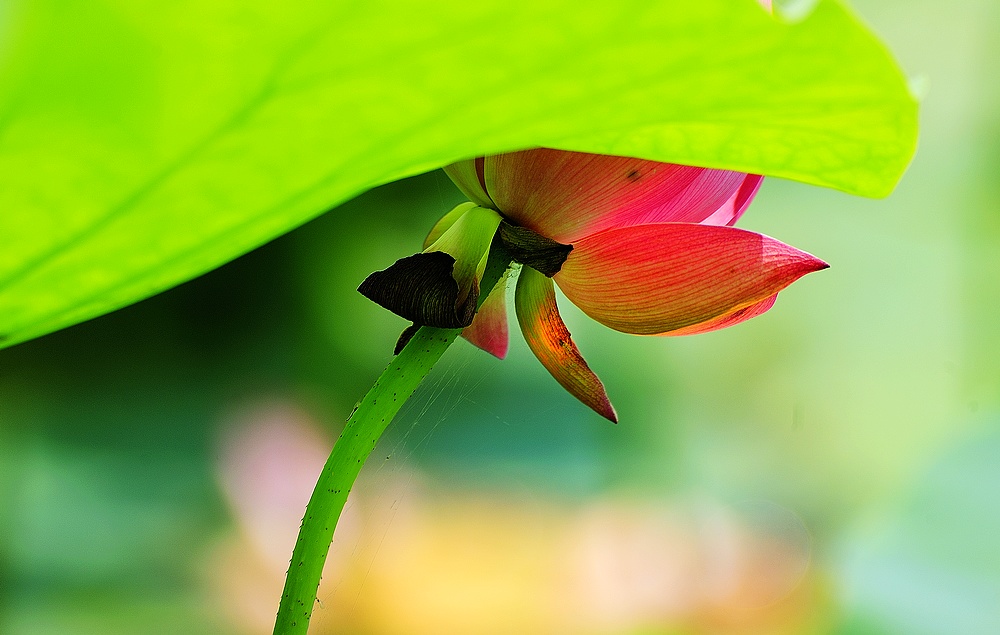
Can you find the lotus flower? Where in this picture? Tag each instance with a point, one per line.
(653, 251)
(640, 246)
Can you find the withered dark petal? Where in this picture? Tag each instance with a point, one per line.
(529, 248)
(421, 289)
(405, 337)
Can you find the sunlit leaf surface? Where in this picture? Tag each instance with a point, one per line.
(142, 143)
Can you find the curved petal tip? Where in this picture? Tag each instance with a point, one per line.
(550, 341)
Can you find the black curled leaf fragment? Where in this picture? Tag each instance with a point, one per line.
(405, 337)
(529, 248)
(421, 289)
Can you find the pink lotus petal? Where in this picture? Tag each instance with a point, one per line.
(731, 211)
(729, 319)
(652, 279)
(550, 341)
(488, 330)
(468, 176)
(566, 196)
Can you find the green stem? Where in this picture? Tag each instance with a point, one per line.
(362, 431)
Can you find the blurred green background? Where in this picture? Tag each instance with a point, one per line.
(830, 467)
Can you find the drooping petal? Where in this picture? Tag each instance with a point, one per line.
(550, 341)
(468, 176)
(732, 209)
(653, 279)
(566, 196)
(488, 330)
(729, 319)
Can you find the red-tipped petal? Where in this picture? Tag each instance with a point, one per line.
━━━━━━━━━━━━━━━━
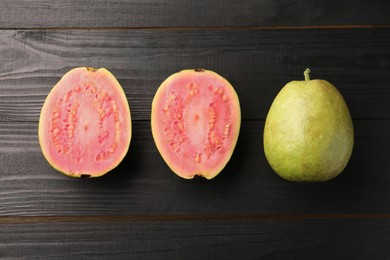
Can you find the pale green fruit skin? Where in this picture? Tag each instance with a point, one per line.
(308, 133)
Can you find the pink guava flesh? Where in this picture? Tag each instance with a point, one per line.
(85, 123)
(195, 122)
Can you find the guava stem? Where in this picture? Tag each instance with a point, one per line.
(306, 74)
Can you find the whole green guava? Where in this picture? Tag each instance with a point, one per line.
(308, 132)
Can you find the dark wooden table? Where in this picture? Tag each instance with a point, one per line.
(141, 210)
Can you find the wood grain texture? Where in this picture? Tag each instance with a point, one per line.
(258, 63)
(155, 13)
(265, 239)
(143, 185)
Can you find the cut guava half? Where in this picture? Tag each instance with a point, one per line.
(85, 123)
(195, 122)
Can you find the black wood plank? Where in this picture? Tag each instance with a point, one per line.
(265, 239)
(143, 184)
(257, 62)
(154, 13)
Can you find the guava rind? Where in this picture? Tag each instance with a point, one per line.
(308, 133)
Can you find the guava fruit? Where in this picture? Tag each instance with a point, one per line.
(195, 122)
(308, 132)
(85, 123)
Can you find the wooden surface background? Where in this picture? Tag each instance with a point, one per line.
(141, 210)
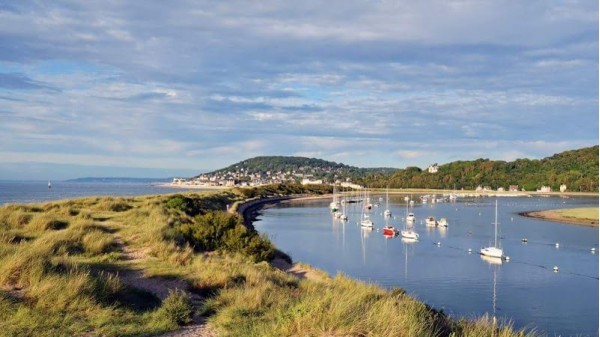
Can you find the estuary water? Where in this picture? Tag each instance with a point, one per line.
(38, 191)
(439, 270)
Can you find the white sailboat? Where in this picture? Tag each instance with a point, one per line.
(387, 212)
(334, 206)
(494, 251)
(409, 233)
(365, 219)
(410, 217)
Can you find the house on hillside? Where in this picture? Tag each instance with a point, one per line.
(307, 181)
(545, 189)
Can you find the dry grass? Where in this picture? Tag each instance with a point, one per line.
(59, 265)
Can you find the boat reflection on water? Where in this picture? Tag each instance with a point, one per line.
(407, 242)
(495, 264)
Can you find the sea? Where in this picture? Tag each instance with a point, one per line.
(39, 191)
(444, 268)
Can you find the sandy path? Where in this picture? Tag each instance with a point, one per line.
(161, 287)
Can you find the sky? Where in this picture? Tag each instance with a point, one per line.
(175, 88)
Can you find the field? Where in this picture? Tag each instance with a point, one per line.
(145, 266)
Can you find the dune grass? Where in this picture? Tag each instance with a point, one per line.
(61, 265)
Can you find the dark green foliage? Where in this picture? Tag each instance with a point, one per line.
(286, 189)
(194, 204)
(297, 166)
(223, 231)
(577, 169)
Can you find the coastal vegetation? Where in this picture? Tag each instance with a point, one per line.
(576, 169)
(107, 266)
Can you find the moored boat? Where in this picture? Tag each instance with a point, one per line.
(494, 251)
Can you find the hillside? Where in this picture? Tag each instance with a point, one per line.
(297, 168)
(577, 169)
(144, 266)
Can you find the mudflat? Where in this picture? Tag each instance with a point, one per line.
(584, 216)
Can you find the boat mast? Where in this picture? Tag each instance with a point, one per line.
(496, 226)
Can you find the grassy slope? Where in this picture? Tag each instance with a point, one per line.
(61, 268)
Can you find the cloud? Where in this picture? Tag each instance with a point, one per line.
━━━━━━━━━━━━━━━━
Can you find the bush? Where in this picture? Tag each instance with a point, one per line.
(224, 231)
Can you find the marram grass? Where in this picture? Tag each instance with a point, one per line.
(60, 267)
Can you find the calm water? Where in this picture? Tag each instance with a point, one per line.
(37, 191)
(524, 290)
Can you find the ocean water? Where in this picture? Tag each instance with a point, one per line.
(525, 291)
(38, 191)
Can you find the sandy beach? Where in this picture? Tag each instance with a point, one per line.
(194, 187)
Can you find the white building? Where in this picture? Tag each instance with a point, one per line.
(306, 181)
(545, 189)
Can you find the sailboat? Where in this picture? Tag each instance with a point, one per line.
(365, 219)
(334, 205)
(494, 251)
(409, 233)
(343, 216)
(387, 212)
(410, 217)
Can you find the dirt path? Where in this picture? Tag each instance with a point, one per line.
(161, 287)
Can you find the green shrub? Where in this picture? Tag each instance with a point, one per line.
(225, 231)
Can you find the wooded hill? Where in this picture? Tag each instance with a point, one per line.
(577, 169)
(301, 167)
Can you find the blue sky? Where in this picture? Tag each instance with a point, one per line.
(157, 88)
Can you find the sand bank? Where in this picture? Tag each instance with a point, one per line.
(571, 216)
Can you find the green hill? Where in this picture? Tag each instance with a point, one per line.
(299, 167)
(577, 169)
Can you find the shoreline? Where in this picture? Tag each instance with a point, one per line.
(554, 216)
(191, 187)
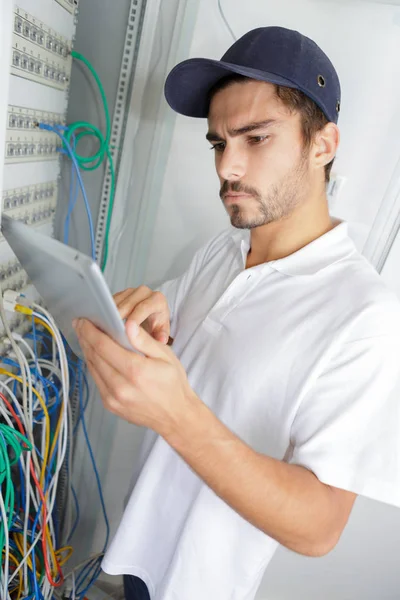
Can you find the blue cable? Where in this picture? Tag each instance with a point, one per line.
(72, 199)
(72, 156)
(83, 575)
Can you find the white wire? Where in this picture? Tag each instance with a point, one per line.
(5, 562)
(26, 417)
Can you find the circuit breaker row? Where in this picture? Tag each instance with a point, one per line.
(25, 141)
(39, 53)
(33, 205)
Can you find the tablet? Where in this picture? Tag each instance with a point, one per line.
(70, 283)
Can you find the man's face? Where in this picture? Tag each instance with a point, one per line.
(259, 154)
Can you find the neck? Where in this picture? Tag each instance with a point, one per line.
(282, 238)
━━━━━━━━━━━━━━━━
Which lines in the items above contain the word "water"? Copy each of them in full.

Can you find the estuary water? Where in this picture? Tag each instance with a point, one per line.
Can you find the boat reflection on water? Where in this picture? Tag each instance with a point, one per line.
Can you find the calm water? Where in this picture? Tag each instance with a point, one per line.
Can you find the ocean water? Where in this picture? Tag each instance with a point, one per line.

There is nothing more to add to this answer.